→ Task brief: Present the rows below as a numbered list, leaving out any blank lines.

Items from a data source:
[Begin]
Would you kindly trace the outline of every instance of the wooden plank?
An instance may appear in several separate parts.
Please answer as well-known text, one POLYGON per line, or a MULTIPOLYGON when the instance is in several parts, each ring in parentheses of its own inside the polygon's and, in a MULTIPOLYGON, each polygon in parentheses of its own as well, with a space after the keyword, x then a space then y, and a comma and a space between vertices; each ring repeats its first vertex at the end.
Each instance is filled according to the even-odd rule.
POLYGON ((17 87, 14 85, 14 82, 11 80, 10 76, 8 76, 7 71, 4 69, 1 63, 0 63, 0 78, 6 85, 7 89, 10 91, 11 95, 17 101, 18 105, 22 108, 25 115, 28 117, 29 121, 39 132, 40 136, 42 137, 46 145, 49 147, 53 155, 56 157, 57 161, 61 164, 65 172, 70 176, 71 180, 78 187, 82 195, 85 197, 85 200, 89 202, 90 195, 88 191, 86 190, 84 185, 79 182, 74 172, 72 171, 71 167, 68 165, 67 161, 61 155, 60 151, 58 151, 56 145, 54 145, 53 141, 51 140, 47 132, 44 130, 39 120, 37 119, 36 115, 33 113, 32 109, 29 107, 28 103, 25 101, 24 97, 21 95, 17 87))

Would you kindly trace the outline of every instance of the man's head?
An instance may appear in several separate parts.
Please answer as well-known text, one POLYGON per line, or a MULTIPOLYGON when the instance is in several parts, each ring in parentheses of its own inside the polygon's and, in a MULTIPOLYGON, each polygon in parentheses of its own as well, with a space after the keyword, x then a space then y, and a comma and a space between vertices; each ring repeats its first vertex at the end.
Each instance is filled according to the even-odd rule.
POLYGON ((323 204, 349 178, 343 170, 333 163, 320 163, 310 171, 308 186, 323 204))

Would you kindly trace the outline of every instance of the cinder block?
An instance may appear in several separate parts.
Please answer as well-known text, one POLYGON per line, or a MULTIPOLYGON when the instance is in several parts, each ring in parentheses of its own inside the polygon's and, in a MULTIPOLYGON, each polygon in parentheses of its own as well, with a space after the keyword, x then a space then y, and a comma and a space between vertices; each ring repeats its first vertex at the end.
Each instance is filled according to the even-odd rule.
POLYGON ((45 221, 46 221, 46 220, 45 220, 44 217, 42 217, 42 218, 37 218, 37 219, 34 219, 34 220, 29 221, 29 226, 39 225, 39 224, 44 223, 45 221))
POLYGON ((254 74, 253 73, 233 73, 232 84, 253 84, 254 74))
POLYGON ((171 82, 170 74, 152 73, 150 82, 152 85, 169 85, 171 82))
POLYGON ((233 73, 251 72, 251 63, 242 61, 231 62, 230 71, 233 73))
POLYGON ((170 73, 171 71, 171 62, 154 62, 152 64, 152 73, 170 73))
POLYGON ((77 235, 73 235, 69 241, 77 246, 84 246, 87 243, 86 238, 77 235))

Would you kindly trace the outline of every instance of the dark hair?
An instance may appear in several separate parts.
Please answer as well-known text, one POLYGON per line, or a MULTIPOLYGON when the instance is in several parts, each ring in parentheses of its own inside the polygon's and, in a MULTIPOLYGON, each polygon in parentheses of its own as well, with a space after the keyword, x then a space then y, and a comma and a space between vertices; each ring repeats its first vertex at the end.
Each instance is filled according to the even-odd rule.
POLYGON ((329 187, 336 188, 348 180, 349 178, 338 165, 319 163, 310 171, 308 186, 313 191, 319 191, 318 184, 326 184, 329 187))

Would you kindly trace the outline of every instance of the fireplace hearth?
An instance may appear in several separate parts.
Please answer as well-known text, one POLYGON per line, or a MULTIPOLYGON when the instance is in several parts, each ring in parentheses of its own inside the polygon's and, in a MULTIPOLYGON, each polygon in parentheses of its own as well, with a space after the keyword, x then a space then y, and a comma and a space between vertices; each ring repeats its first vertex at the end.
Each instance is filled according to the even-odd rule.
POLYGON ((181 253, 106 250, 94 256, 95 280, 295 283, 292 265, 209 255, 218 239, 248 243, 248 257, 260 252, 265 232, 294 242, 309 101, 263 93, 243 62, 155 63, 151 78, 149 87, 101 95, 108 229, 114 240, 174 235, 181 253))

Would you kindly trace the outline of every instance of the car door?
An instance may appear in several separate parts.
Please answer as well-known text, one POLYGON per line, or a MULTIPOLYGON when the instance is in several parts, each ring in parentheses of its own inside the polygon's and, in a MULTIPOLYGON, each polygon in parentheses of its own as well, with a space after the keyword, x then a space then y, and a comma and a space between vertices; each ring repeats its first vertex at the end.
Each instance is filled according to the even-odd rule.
[End]
→ Answer:
1. Would you kindly trace the outline of every instance of the wooden plank?
2. An instance may appear in several separate parts.
3. Please answer as well-known text, one POLYGON per line, or a MULTIPOLYGON when the instance is in several parts, each ring in parentheses of its own inside the polygon's and, in a MULTIPOLYGON, each polygon in parentheses of its own as well, with a space after the keyword, x then a space then y, and a comma and a space between vertices; each ring repeats its first vertex at the end.
4. Each instance is filled according to the even-odd rule.
5. POLYGON ((17 87, 14 85, 14 82, 11 80, 10 76, 8 76, 7 71, 4 69, 1 63, 0 63, 0 78, 6 85, 7 89, 10 91, 11 95, 17 101, 18 105, 22 108, 25 115, 28 117, 29 121, 39 132, 40 136, 42 137, 46 145, 49 147, 53 155, 56 157, 57 161, 61 164, 65 172, 70 176, 71 180, 78 187, 82 195, 85 197, 85 200, 89 202, 90 195, 88 191, 86 190, 84 185, 79 182, 74 172, 72 171, 71 167, 68 165, 67 161, 61 155, 60 151, 58 151, 56 145, 54 145, 53 141, 51 140, 47 132, 44 130, 39 120, 37 119, 36 115, 33 113, 32 109, 29 107, 28 103, 25 101, 24 97, 21 95, 17 87))
6. Would you kindly trace the outline of every instance of the man's head?
7. An instance may appear in several separate parts.
8. Please answer as well-known text, one POLYGON per line, or a MULTIPOLYGON when the instance is in several parts, each ring in parentheses of its own inside the polygon's and, in a MULTIPOLYGON, each polygon in parentheses of its own as well, with a space after the keyword, x then a space then y, and a comma and a space between vertices; each ring repeats its first vertex at the end.
9. Each instance is filled according to the even-odd rule.
10. POLYGON ((323 204, 349 178, 343 170, 333 163, 320 163, 310 171, 308 186, 323 204))
11. Would you kindly trace the outline of every instance of the cinder block?
12. An instance may appear in several separate parts.
13. Please answer as well-known text, one POLYGON per line, or a MULTIPOLYGON when the instance is in several parts, each ring in parentheses of its own inside the polygon's and, in a MULTIPOLYGON, each polygon in parentheses of its own as well, with a space after the keyword, x then a space then y, and a comma and a space between vertices; each ring repeats its first vertex at the end.
14. Each instance is filled according to the even-odd rule.
15. POLYGON ((45 221, 46 221, 46 220, 45 220, 44 217, 42 217, 42 218, 37 218, 37 219, 34 219, 34 220, 29 221, 29 226, 39 225, 39 224, 44 223, 45 221))
16. POLYGON ((254 74, 253 73, 233 73, 232 84, 253 84, 254 74))
17. POLYGON ((171 82, 170 74, 152 73, 150 82, 152 85, 169 85, 171 82))
18. POLYGON ((233 73, 251 72, 251 63, 242 61, 231 62, 230 71, 233 73))
19. POLYGON ((170 73, 171 71, 171 62, 154 62, 152 64, 152 73, 170 73))
20. POLYGON ((77 235, 73 235, 69 241, 77 246, 84 246, 87 243, 86 238, 77 235))
21. Would you kindly trace the outline of every instance of the dark hair?
22. An instance may appear in several separate parts.
23. Please answer as well-known text, one POLYGON per line, or a MULTIPOLYGON when the instance is in several parts, each ring in parentheses of its own inside the polygon's and, in a MULTIPOLYGON, each polygon in parentheses of its own as well, with a space after the keyword, x then a space then y, and a comma and a space between vertices; each ring repeats its first vertex at the end.
24. Each instance is filled according to the even-odd rule.
25. POLYGON ((329 187, 336 188, 348 180, 349 178, 338 165, 319 163, 310 171, 308 186, 313 191, 319 191, 318 184, 326 184, 329 187))
26. Would you kindly trace the outline of every instance of the fireplace hearth?
27. An instance may appear in several separate parts.
28. Please answer as well-known text, one POLYGON per line, or a MULTIPOLYGON when the instance is in several parts, each ring in parentheses of its own inside the polygon's and, in a MULTIPOLYGON, each polygon in parentheses of its own as well, with a space after the keyword, x then a space then y, and a comma and a space between vertices; each ring repeats its first vertex at the end.
29. Each instance is filled according to the even-odd rule.
30. POLYGON ((181 253, 106 250, 94 256, 95 280, 295 283, 292 265, 209 255, 218 239, 248 243, 248 257, 260 252, 265 232, 294 242, 309 101, 263 93, 243 62, 155 63, 151 78, 149 87, 101 95, 108 229, 114 240, 174 235, 181 253))
31. Would you kindly trace the outline of every instance of the car door?
32. An instance may appear in several separate parts.
33. Please answer as well-known text, one POLYGON per line, or a MULTIPOLYGON when the instance is in several parts, each ring in parentheses of its own inside the polygon's and, in a MULTIPOLYGON, each polygon in parentheses of its own as well, with a space after the keyword, x then a space then y, and a comma and a space between vertices; each ring repeats its first vertex at the end.
34. Each instance is filled according to the even-odd rule.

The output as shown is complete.